> _Source extract_
# Diy Co2 ……………. Night Storage



## essabee (Oct 11, 2006)

Sorry that I am at it again. DIY CO2 produces 24 hours and we waste more than half the CO2, not saying the least adds our mite to the global warming.

As I intend to use CO2, and I am forced to use DIY/CO2, I am investigating the possibility of storage of the DIY/CO2 during the dark period of the aquarium. As a result I had earlier suggested adding a reservoir parallel to the supply line re: Diy----- Co2-----with Reservoir?

I have taken note of all the objections, added few of my own, rethought my approach, and come up with a NEW PLAN:-

DIY/CO2 generation side remains unchanged. The supply of DIY/CO2 goes not to the aquarium but to a sealed tank filled with water. The sealed tank has two pipes attached to it, one at the top and the other at the bottom. The pipe at the top receives water from a power head of a sponge filter and the bottom pipe returns the water to the aquarium. The volume of the sealed tank is equal to half the maximum volume of the DIY/CO2 I would wish to add to the aquarium. The power head of the sponge filter to be started with my light timers.

> _What you need to do_
1. Quote the DIY CO2 post word for word, beginning at the words that contain "# Diy Co2 ……………." and stopping after "the global warming.".
2. In the DIY CO2 post, list each action the poster names in the sentence that begins "I have taken note of all the objections".

Segmentation dataset excerpts
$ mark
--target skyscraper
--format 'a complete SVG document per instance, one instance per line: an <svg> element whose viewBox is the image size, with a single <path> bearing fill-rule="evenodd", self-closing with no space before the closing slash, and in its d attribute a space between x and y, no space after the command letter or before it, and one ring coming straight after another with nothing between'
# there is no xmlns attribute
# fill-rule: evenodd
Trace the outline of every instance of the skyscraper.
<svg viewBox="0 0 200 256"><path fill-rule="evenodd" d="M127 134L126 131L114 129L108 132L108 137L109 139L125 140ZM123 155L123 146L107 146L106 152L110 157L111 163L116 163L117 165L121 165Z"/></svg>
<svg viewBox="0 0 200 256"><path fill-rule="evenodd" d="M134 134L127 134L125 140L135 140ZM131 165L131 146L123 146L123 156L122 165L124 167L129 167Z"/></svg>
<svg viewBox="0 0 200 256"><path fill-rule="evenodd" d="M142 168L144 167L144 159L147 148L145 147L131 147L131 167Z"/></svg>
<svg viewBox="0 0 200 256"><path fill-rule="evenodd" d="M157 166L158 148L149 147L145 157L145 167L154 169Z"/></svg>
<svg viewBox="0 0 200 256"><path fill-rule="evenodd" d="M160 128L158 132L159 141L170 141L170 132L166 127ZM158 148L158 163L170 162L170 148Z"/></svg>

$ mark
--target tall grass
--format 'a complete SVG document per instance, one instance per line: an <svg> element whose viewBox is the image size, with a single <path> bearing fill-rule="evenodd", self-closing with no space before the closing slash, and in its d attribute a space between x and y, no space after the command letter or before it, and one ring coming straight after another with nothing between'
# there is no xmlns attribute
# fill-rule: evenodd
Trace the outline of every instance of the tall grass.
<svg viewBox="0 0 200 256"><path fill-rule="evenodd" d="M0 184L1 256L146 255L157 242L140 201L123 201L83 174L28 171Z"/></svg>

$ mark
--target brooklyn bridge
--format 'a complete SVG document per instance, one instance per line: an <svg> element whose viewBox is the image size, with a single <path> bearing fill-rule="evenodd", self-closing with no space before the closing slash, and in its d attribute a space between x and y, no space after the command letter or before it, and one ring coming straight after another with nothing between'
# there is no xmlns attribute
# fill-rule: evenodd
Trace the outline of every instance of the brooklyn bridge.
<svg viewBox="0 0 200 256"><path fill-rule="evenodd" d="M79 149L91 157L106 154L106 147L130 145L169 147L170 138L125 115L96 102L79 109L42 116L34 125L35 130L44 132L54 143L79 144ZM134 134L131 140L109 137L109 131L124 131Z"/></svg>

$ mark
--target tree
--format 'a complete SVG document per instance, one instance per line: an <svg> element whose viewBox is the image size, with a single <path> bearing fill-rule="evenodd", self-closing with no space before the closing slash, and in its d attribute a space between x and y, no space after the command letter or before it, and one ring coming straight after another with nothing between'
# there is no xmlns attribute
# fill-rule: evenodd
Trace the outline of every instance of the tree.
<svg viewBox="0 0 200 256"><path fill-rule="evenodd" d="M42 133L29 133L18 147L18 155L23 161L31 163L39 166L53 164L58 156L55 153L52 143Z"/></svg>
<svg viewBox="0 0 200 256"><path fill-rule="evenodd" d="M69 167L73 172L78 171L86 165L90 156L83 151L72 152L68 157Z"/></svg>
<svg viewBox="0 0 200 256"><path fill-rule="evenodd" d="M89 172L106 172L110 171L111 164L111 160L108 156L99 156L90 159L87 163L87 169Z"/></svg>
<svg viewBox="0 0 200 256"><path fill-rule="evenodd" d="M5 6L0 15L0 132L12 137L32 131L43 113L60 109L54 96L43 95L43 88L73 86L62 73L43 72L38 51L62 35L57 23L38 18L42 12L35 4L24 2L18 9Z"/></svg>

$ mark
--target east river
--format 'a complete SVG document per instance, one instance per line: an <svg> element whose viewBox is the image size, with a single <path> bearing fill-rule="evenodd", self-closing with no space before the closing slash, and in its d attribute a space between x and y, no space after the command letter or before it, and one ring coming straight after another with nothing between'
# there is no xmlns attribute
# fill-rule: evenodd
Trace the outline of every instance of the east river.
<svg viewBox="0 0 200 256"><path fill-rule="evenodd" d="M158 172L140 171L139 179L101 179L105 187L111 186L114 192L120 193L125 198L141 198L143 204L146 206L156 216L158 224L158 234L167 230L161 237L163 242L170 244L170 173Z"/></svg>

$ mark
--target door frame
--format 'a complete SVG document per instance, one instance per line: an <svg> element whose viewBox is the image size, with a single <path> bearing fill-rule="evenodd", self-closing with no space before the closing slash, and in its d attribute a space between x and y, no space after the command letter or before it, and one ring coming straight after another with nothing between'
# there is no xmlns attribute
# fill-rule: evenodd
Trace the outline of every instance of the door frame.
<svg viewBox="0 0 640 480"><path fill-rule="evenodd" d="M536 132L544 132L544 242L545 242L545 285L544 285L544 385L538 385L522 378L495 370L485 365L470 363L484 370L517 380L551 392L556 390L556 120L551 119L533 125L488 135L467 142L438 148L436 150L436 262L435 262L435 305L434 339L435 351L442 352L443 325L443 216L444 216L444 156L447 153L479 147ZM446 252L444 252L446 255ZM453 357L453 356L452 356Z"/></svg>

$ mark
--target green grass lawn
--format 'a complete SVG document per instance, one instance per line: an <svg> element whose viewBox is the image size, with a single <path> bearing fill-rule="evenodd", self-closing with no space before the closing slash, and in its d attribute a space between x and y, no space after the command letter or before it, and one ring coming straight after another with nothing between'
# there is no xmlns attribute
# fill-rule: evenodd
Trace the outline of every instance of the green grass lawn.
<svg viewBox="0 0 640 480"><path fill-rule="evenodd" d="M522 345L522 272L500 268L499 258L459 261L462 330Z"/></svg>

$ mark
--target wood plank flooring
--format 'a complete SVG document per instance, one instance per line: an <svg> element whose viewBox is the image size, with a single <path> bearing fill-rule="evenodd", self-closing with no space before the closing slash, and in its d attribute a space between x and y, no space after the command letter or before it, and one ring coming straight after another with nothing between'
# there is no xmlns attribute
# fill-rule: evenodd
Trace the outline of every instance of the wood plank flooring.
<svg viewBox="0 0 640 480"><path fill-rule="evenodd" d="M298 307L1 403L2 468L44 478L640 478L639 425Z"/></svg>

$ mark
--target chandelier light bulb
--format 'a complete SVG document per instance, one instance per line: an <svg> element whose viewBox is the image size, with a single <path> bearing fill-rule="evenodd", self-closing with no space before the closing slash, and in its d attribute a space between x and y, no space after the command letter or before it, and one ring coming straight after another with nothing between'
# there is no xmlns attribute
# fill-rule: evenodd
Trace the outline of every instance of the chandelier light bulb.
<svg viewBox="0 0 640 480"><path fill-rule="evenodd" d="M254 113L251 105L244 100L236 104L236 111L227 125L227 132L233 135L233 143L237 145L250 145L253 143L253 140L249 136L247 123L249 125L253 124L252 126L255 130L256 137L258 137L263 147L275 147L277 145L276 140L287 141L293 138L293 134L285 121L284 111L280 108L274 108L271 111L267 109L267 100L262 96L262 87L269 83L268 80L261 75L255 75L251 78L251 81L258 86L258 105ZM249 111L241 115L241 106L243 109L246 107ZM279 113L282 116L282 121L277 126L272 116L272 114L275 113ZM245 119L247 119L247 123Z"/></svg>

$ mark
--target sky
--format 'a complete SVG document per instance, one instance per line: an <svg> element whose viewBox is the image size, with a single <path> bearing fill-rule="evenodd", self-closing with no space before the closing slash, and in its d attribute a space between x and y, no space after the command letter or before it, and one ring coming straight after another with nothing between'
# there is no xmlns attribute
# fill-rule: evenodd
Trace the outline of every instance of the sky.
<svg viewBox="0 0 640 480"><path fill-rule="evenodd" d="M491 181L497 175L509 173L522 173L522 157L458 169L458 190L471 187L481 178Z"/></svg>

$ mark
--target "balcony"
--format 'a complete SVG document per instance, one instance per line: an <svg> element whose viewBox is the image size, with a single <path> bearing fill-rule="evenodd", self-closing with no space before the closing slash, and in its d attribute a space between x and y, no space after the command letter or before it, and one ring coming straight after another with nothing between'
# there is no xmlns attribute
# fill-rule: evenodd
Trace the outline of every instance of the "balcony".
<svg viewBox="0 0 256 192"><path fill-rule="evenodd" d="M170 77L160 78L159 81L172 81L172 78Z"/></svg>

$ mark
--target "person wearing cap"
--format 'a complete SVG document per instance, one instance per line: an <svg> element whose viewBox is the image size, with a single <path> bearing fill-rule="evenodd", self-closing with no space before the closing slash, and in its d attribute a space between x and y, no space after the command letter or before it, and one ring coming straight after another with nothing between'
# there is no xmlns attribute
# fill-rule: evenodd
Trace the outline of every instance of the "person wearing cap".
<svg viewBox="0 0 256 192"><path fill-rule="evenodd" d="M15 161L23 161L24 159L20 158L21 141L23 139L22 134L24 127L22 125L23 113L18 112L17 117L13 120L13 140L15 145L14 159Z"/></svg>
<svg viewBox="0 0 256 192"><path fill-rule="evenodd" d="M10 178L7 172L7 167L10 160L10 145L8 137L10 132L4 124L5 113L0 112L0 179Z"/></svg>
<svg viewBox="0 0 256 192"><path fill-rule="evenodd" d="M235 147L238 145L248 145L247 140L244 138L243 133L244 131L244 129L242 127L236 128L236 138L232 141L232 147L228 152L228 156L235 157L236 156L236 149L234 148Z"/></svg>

> _Full answers_
1.
# Diy Co2 ……………. Night Storage



## essabee (Oct 11, 2006)

Sorry that I am at it again. DIY CO2 produces 24 hours and we waste more than half the CO2, not saying the least adds our mite to the global warming.

2.
- Took note of all the objections
- Added a few objections of their own
- Rethought the approach
- Came up with a new plan